NN zero to hero (P2): makemore-bigram

makemore

makemore是个二元语言模型，也就是上下文长度只有1，根据前一个字符预测后一个字符是什么，已有数据集names.txt记录了一些人名，现在希望利用模型得到一些人的名称

基于统计的方法

基于统计的方法对数据集中连续的字符对进行统计，得到一张表，通过这张表，可知某个字符i后，字符j的出现次数，基于这张表，可计算出字符i后，字符j的出现概率，然后通过概率抽样的方法得到下一个字符

对于数据集中的每个句子，在前面和后面分别加上.符号，所以第一个字符是抽样.字符后字符出现概率得到的，如果抽样抽到了.，则说明句子结束

import torch
import matplotlib.pyplot as plt

N = torch.zeros((27,27),dtype=torch.int32)
words = open("names.txt", "r").read().splitlines()
chars = sorted(list(set("".join(words))))
stoi = {s:i+1 for i,s in enumerate(chars)}
stoi['.'] = 0
itos = {i:s for s,i in stoi.items()}

# 统计字母对的出现次数
for w in words:
    chs = ['.'] + list(w) + ['.']
    for ch1,ch2 in zip(chs, chs[1:]):
        N[stoi[ch1],stoi[ch2]] += 1

# 绘图
plt.figure(figsize=(16,16))
plt.imshow(N, cmap='Blues')
for i in range(27):
    for j in range(27):
        chstr = itos[i] + itos[j]
        plt.text(j, i, chstr, ha="center", va="bottom", color='gray')

-------

练习 1 >>
请用两句话概括上面的引文。

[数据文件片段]
-------

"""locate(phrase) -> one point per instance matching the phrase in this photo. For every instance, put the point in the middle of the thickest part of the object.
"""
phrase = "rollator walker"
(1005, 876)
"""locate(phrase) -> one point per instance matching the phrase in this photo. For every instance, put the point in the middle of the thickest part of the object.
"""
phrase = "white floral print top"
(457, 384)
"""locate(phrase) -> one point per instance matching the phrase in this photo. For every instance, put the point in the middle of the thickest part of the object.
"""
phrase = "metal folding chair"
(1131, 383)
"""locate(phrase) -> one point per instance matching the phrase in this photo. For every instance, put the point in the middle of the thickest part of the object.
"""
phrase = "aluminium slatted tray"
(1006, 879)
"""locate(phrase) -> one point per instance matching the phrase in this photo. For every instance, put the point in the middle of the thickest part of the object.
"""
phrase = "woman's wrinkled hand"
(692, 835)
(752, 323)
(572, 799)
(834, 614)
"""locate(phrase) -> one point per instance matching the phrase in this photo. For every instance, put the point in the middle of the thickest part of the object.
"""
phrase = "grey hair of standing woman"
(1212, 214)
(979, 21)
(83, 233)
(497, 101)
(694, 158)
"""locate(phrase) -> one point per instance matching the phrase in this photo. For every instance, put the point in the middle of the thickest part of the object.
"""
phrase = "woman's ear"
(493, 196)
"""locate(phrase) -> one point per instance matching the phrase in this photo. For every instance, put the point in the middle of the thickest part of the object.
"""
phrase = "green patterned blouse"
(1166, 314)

-------

练习 2 >>
将上面清单中从开头到含有“(1005, 876)”的那一行（首尾两行都算在内）排成JSON字符串列表，每行对应一个字符串，空行不计。

练习答案 1 >>
makemore是一个二元语言模型，根据前一个字符预测后一个字符，目的是利用记录了人名的数据集names.txt生成一些人名。基于统计的方法统计数据集中连续字符对的出现次数得到一张表，据此算出字符i后字符j的出现概率，再通过概率抽样得到下一个字符；每个名字前后都加上.符号，抽到.就说明名字结束。

练习答案 2 >>
[
  "\"\"\"locate(phrase) -> one point per instance matching the phrase in this photo. For every instance, put the point in the middle of the thickest part of the object.",
  "\"\"\"",
  "phrase = \"rollator walker\"",
  "(1005, 876)"
]